▶ **Document passage**:
[Start]

Comprehensive Impact Analysis: Beyond mere visualization, Atherton Studios AI analyzes the potential impacts of the proposed development, including shadow studies, line-of-sight analyses, and environmental impacts, ensuring that the development is not only viable but also responsible.
Streamlined Approval Process: By providing detailed and regulation-compliant massing diagrams and renderings, Atherton Studios AI streamlines the approval process with planning departments. Its accuracy and thoroughness in adhering to local codes expedite the review and approval stages
Enhanced Stakeholder Communication: These visual tools enhance communication with stakeholders, including local authorities, neighbors, and potential investors, providing a clear and detailed representation of the proposed development using generative AI.
Educational Aspect: For users unfamiliar with architectural and zoning terminologies, Atherton Studios AI offers educational resources, helping them understand the significance of massing, FAR, setbacks, and other relevant concepts in urban planning using query based responses and generative AI.
The “Atherton Studios AI” can significantly assist in determining the most feasible and efficient ways to subdivide lots of various shapes under SB9 or similar state statutes, according to one embodiment. The Atherton Studios AI uses a combination of zoning regulations, property dimensions, and local market data to evaluate the subdivision potential of each lot type, according to one embodiment. Here's how it would approach each polygon shape type, according to one embodiment:
Corner Lot: The Atherton Studios AI evaluates the potential for splitting based on frontage on two streets. It considers local zoning regulations regarding access and setback requirements, identifying optimal split lines that maximize both street frontages, according to one embodiment.
Rectangular Lot: Generally straightforward to subdivide, the Atherton Studios AI efficiently calculates the division of space, ensuring each new lot complies with size and frontage requirements. It identifies the most marketable and functional subdivision layout, according to one embodiment. Please note: a lot does not (and is usually not perfectly rectangular to qualify as a rectangular lot. The buildability and general conformity with this shape and how professionals would characterize it defines this term and the Atherton Studios AI would be trained on that generalization, according to one embodiment
Trapezoidal Lot: For these lots, the Atherton Studios AI assesses how the non-parallel sides impact potential subdivisions. It uses geometric algorithms to find the best division lines that meet zoning requirements and maintain functional lot shapes.
Oversized Lot: Given their larger size, the Atherton Studios AI analyzes different subdivision scenarios. It optimizes the split to create multiple functional lots while considering existing structures and the potential for maximized land use.
Deep Lot: The Atherton Studios AI examines the depth to provide options for dividing the property. It ensures that each subdivided lot has adequate frontage and backyard space, adhering to local zoning and market preferences.
Irregular Lot: For irregular lots, the Atherton Studios AI runs multiple subdivision simulations to find viable configurations. It considers unique angles and dimensions to create marketable and compliant subdivided plots.

[End]

▶ **Records**:
[Start]

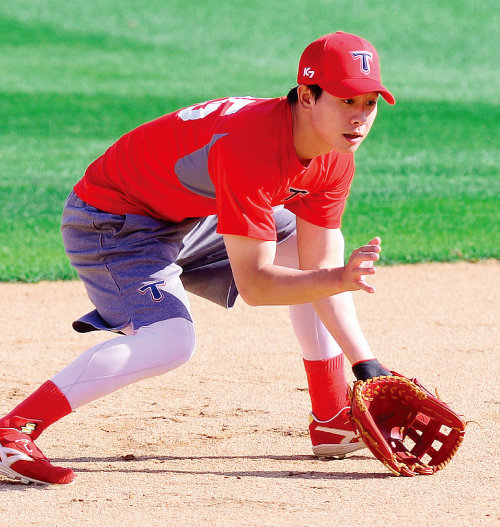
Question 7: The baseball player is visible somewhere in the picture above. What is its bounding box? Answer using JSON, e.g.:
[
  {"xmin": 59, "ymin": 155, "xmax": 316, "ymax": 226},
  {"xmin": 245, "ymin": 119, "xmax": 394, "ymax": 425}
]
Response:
[{"xmin": 0, "ymin": 32, "xmax": 394, "ymax": 484}]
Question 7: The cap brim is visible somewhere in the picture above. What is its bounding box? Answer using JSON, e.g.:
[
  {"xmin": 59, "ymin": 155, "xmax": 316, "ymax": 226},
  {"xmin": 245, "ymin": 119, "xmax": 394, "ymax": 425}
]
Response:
[{"xmin": 320, "ymin": 78, "xmax": 396, "ymax": 104}]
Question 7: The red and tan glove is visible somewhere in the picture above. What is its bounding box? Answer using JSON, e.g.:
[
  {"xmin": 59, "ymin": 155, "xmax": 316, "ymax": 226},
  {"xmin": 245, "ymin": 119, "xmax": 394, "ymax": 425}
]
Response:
[{"xmin": 350, "ymin": 372, "xmax": 466, "ymax": 476}]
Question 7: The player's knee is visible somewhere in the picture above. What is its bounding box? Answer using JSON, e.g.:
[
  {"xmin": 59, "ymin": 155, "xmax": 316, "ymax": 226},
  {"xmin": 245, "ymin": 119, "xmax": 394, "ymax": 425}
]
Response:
[{"xmin": 138, "ymin": 318, "xmax": 196, "ymax": 373}]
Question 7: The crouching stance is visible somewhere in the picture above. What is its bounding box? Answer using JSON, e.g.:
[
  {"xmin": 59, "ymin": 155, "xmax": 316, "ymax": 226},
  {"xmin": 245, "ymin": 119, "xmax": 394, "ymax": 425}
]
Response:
[{"xmin": 0, "ymin": 32, "xmax": 394, "ymax": 484}]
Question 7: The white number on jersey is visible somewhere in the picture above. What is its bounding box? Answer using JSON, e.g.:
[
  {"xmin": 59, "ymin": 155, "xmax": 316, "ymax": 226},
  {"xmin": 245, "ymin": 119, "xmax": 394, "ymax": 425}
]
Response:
[{"xmin": 178, "ymin": 97, "xmax": 256, "ymax": 121}]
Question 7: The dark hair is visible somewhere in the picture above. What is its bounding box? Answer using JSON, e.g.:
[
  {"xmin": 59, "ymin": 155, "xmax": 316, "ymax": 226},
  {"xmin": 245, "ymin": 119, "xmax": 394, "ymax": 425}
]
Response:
[{"xmin": 286, "ymin": 84, "xmax": 323, "ymax": 104}]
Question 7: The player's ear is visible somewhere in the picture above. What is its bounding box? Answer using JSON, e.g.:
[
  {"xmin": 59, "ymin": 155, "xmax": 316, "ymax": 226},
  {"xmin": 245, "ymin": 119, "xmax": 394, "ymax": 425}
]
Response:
[{"xmin": 297, "ymin": 84, "xmax": 315, "ymax": 111}]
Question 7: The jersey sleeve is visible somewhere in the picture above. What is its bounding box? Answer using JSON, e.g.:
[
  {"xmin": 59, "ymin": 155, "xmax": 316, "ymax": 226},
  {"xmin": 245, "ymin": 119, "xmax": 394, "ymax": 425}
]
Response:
[
  {"xmin": 209, "ymin": 138, "xmax": 279, "ymax": 241},
  {"xmin": 285, "ymin": 155, "xmax": 354, "ymax": 229}
]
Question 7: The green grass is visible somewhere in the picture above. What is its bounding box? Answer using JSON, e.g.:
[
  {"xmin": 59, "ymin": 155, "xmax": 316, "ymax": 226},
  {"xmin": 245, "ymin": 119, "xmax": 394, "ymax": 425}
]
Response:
[{"xmin": 0, "ymin": 0, "xmax": 500, "ymax": 281}]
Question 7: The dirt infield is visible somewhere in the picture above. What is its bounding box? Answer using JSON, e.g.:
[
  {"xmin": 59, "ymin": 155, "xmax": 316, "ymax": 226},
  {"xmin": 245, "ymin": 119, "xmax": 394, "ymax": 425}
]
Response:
[{"xmin": 0, "ymin": 261, "xmax": 500, "ymax": 527}]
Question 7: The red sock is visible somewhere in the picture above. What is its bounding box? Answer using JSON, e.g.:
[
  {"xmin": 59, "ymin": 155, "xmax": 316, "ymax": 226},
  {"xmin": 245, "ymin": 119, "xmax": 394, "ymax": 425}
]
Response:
[
  {"xmin": 0, "ymin": 381, "xmax": 71, "ymax": 439},
  {"xmin": 304, "ymin": 353, "xmax": 349, "ymax": 421}
]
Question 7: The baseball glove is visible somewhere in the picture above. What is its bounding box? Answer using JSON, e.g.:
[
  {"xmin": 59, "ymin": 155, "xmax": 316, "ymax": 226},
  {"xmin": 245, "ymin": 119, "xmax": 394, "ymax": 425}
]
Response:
[{"xmin": 350, "ymin": 372, "xmax": 466, "ymax": 476}]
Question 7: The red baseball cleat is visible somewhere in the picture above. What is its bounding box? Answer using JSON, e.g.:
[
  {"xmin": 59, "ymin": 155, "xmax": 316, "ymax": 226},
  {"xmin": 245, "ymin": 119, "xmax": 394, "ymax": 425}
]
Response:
[
  {"xmin": 309, "ymin": 406, "xmax": 366, "ymax": 457},
  {"xmin": 0, "ymin": 428, "xmax": 76, "ymax": 485}
]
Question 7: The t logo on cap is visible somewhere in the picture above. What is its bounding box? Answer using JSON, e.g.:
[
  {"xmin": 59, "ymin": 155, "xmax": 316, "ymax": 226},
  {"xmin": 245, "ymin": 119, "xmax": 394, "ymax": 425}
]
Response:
[
  {"xmin": 297, "ymin": 31, "xmax": 395, "ymax": 104},
  {"xmin": 349, "ymin": 51, "xmax": 373, "ymax": 75}
]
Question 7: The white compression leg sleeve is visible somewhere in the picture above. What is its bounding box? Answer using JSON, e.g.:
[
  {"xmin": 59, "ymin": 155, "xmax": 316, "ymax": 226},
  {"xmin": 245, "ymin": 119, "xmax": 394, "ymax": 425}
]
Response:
[
  {"xmin": 274, "ymin": 234, "xmax": 342, "ymax": 361},
  {"xmin": 51, "ymin": 318, "xmax": 196, "ymax": 410}
]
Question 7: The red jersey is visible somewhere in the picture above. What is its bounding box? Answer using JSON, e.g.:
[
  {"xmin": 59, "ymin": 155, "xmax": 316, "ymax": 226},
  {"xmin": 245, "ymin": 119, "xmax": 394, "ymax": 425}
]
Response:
[{"xmin": 74, "ymin": 97, "xmax": 354, "ymax": 240}]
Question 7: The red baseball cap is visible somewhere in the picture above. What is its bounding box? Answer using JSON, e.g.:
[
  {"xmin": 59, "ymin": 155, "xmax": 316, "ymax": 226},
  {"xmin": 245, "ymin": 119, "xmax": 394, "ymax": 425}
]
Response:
[{"xmin": 297, "ymin": 31, "xmax": 396, "ymax": 104}]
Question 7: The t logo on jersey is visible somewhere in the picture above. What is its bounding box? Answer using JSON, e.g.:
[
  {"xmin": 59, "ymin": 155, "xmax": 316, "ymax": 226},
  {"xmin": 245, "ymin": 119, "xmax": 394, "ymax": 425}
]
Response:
[
  {"xmin": 285, "ymin": 187, "xmax": 309, "ymax": 201},
  {"xmin": 349, "ymin": 51, "xmax": 373, "ymax": 75},
  {"xmin": 138, "ymin": 280, "xmax": 165, "ymax": 302}
]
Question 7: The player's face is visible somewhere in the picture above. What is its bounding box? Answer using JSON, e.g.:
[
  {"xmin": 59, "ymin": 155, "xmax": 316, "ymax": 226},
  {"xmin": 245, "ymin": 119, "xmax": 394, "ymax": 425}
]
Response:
[{"xmin": 311, "ymin": 92, "xmax": 378, "ymax": 153}]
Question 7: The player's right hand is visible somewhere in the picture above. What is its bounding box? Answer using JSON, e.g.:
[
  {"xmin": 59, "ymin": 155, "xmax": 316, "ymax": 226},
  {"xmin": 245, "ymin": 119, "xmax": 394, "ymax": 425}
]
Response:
[{"xmin": 342, "ymin": 236, "xmax": 382, "ymax": 293}]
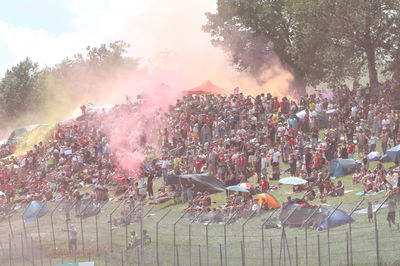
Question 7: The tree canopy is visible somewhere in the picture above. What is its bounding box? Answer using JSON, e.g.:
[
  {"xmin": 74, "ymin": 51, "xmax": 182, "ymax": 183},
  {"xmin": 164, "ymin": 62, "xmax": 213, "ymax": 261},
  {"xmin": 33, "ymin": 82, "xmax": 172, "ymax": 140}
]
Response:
[{"xmin": 203, "ymin": 0, "xmax": 400, "ymax": 94}]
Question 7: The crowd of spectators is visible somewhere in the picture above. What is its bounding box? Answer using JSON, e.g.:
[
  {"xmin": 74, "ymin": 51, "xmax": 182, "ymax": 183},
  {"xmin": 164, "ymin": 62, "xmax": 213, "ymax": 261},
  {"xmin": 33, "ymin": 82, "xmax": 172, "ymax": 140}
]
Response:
[{"xmin": 0, "ymin": 82, "xmax": 400, "ymax": 223}]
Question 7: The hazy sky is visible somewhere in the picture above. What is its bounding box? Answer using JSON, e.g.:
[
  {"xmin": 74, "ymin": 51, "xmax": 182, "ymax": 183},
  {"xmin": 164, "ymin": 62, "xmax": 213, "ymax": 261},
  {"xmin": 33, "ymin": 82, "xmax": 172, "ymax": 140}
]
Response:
[{"xmin": 0, "ymin": 0, "xmax": 216, "ymax": 74}]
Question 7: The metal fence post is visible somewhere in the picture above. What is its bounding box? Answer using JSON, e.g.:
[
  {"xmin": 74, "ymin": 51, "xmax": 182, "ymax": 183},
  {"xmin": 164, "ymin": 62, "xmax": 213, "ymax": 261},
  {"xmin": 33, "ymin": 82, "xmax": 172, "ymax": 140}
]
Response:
[
  {"xmin": 317, "ymin": 234, "xmax": 321, "ymax": 265},
  {"xmin": 261, "ymin": 210, "xmax": 276, "ymax": 266},
  {"xmin": 21, "ymin": 233, "xmax": 25, "ymax": 266},
  {"xmin": 199, "ymin": 245, "xmax": 201, "ymax": 266},
  {"xmin": 174, "ymin": 210, "xmax": 188, "ymax": 265},
  {"xmin": 279, "ymin": 207, "xmax": 298, "ymax": 265},
  {"xmin": 50, "ymin": 201, "xmax": 62, "ymax": 254},
  {"xmin": 349, "ymin": 199, "xmax": 365, "ymax": 265},
  {"xmin": 79, "ymin": 199, "xmax": 93, "ymax": 256},
  {"xmin": 346, "ymin": 232, "xmax": 350, "ymax": 265},
  {"xmin": 110, "ymin": 201, "xmax": 123, "ymax": 252},
  {"xmin": 374, "ymin": 196, "xmax": 389, "ymax": 266},
  {"xmin": 156, "ymin": 210, "xmax": 171, "ymax": 266},
  {"xmin": 240, "ymin": 241, "xmax": 246, "ymax": 266},
  {"xmin": 294, "ymin": 236, "xmax": 299, "ymax": 266},
  {"xmin": 65, "ymin": 202, "xmax": 76, "ymax": 253},
  {"xmin": 219, "ymin": 244, "xmax": 224, "ymax": 266},
  {"xmin": 140, "ymin": 205, "xmax": 153, "ymax": 265},
  {"xmin": 95, "ymin": 201, "xmax": 108, "ymax": 256},
  {"xmin": 269, "ymin": 238, "xmax": 274, "ymax": 266},
  {"xmin": 36, "ymin": 204, "xmax": 45, "ymax": 265},
  {"xmin": 189, "ymin": 211, "xmax": 203, "ymax": 266},
  {"xmin": 7, "ymin": 216, "xmax": 15, "ymax": 247},
  {"xmin": 31, "ymin": 237, "xmax": 35, "ymax": 266},
  {"xmin": 21, "ymin": 203, "xmax": 30, "ymax": 238},
  {"xmin": 242, "ymin": 211, "xmax": 257, "ymax": 248},
  {"xmin": 326, "ymin": 201, "xmax": 343, "ymax": 266},
  {"xmin": 224, "ymin": 211, "xmax": 239, "ymax": 266},
  {"xmin": 176, "ymin": 246, "xmax": 179, "ymax": 266},
  {"xmin": 125, "ymin": 206, "xmax": 138, "ymax": 249},
  {"xmin": 8, "ymin": 235, "xmax": 12, "ymax": 266},
  {"xmin": 206, "ymin": 214, "xmax": 217, "ymax": 266},
  {"xmin": 300, "ymin": 206, "xmax": 321, "ymax": 265}
]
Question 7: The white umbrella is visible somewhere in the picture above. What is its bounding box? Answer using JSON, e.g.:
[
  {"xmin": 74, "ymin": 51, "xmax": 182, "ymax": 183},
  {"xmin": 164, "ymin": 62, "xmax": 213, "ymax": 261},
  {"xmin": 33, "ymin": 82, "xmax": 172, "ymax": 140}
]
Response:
[{"xmin": 279, "ymin": 176, "xmax": 308, "ymax": 186}]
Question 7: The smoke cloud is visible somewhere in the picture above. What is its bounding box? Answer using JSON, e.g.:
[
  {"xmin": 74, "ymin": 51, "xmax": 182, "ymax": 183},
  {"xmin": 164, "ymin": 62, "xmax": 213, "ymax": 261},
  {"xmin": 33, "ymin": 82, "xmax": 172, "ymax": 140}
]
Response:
[{"xmin": 1, "ymin": 0, "xmax": 293, "ymax": 170}]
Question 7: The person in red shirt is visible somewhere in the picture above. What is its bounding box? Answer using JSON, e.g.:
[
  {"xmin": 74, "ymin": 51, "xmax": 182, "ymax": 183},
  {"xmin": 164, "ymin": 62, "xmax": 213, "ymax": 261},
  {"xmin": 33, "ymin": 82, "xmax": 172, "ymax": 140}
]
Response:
[
  {"xmin": 194, "ymin": 157, "xmax": 204, "ymax": 174},
  {"xmin": 260, "ymin": 177, "xmax": 269, "ymax": 193},
  {"xmin": 236, "ymin": 153, "xmax": 247, "ymax": 175},
  {"xmin": 347, "ymin": 140, "xmax": 356, "ymax": 159}
]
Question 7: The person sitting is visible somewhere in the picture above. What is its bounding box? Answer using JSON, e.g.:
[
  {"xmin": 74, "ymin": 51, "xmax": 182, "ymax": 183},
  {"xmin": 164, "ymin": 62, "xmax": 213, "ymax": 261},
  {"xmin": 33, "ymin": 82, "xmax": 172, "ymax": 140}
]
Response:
[
  {"xmin": 333, "ymin": 180, "xmax": 344, "ymax": 196},
  {"xmin": 303, "ymin": 187, "xmax": 316, "ymax": 201}
]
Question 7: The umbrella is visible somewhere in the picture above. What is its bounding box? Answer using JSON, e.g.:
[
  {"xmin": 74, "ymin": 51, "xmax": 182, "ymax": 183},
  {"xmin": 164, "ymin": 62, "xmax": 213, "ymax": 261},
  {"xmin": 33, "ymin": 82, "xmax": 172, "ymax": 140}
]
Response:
[
  {"xmin": 321, "ymin": 91, "xmax": 333, "ymax": 100},
  {"xmin": 296, "ymin": 110, "xmax": 306, "ymax": 119},
  {"xmin": 112, "ymin": 175, "xmax": 126, "ymax": 180},
  {"xmin": 23, "ymin": 201, "xmax": 49, "ymax": 222},
  {"xmin": 317, "ymin": 210, "xmax": 354, "ymax": 229},
  {"xmin": 368, "ymin": 151, "xmax": 381, "ymax": 162},
  {"xmin": 238, "ymin": 183, "xmax": 254, "ymax": 189},
  {"xmin": 226, "ymin": 186, "xmax": 249, "ymax": 192},
  {"xmin": 257, "ymin": 193, "xmax": 281, "ymax": 209},
  {"xmin": 279, "ymin": 176, "xmax": 308, "ymax": 186}
]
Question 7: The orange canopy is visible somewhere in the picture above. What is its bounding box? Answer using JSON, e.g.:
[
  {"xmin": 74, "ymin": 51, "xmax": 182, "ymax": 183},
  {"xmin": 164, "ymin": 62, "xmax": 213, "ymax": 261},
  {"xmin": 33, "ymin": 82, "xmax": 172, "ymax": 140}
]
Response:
[
  {"xmin": 257, "ymin": 193, "xmax": 281, "ymax": 209},
  {"xmin": 184, "ymin": 80, "xmax": 227, "ymax": 94}
]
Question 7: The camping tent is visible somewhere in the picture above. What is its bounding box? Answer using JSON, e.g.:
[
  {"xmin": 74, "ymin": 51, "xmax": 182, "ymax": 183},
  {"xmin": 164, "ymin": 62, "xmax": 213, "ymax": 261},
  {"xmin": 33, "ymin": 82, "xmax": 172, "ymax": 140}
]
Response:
[
  {"xmin": 168, "ymin": 173, "xmax": 226, "ymax": 193},
  {"xmin": 368, "ymin": 151, "xmax": 381, "ymax": 162},
  {"xmin": 386, "ymin": 145, "xmax": 400, "ymax": 162},
  {"xmin": 24, "ymin": 201, "xmax": 49, "ymax": 222},
  {"xmin": 279, "ymin": 202, "xmax": 318, "ymax": 227},
  {"xmin": 184, "ymin": 80, "xmax": 227, "ymax": 94},
  {"xmin": 329, "ymin": 159, "xmax": 357, "ymax": 178},
  {"xmin": 317, "ymin": 209, "xmax": 354, "ymax": 229},
  {"xmin": 257, "ymin": 193, "xmax": 281, "ymax": 209}
]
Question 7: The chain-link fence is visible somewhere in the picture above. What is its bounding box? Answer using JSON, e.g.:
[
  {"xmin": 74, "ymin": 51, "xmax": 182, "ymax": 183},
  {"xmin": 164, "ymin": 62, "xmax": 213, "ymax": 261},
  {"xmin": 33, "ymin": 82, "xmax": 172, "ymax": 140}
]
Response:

[End]

▶ **Written exercise**: Can you extend the passage on how Atherton Studios AI subdivides lots of different shapes, starting after its final sentence about irregular lots?

▶ **The output**:
L-Shaped Lot: The Atherton Studios AI navigates the challenges of this shape by exploring creative subdivision solutions. It ensures that each new lot has functional space and adheres to zoning regulations.
T-Shape Lot: The Atherton Studios AI evaluates the limited functionality and appeal of potential subdivisions. It seeks to maximize the usability of each section while adhering to setback and area requirements.
Narrow Lot: These are assessed for their total area and width. The Atherton Studios AI determines if a viable split is possible without compromising the functionality of each new lot and adhering to minimum width requirements.
Cul-de-Sac Lot: The Atherton Studios AI evaluates the limited development options due to the location and shape. It considers local market preferences and zoning limitations in assessing subdivision feasibility.
Pie-Shaped Lot: The Atherton Studios AI analyzes how to divide the wide rear and narrow front in a manner that creates functional and attractive parcels, considering the unique challenges of this shape.
Reverse Pie-Shaped Lot: Similar to pie-shaped lots, but with added complexity due to the narrower back portion. The Atherton Studios AI explores ways to maximize the usability of the narrower section.
Fan-Shaped Lot: The Atherton Studios AI tackles the irregular shape to find subdivision solutions, aiming to create lots with functional layouts despite unconventional dimensions.
Triangular Lot: Generally challenging, the Atherton Studios AI determines if a functional and marketable subdivision is possible, often focusing on maximizing the utility of the broader section.
Hammerhead Lot: The Atherton Studios AI assesses the unique shape to find potential subdivision lines, though the options may be limited due to the unconventional layout.
Flag Lot: Given the narrow access, the Atherton Studios AI evaluates the complexities of sharing or reconfiguring the access. It assesses whether a subdivision is feasible without compromising the functionality and appeal of the lots.
In cases where a lot may not be subdividable, such as insufficient frontage, zoning restrictions, or the presence of a large, newly built home, the Atherton Studios AI identifies these constraints and advises accordingly. It also considers economic feasibility, ensuring that the proposed subdivision makes sense from a market and investment perspective. This comprehensive approach allows “Atherton Studios AI” to provide valuable guidance in the complex process of lot subdivision under SB9 (and similar statutes).
How the Commerical Implementation Would Work in a Preferred Embodiment
The Atherton.com platform, enhanced by the Atherton Studios AI, offers a user-friendly, Zillow-like interface that revolutionizes the process of land subdivision for property owners. Here's a detailed description of how this innovative platform works:
Search Functionality: Users can search for any plot of land by address. The Atherton Studios AI then automatically evaluates the property based on its location, size, shape, and local zoning laws.
Subdivision Suggestions: Upon analyzing the plot, the AI suggests feasible ways to subdivide the land in accordance with state law, such as SB9. If a plot cannot be subdivided due to various constraints like zoning restrictions, insufficient frontage, or other limitations, the AI explains these reasons clearly.
Interactive Details Page: A detailed page allows users to interactively adjust the recommended lot sizes within legal limits (e.g., a 60%/40% split under SB9). Users can modify plot boundaries while the AI ensures these changes still comply with state and local regulations.
Visual Indicators for Economic Feasibility: The interface includes visual indicators that show whether the proposed division is economically feasible and legally subdividable. This feature assists users in making informed decisions about potential subdivisions.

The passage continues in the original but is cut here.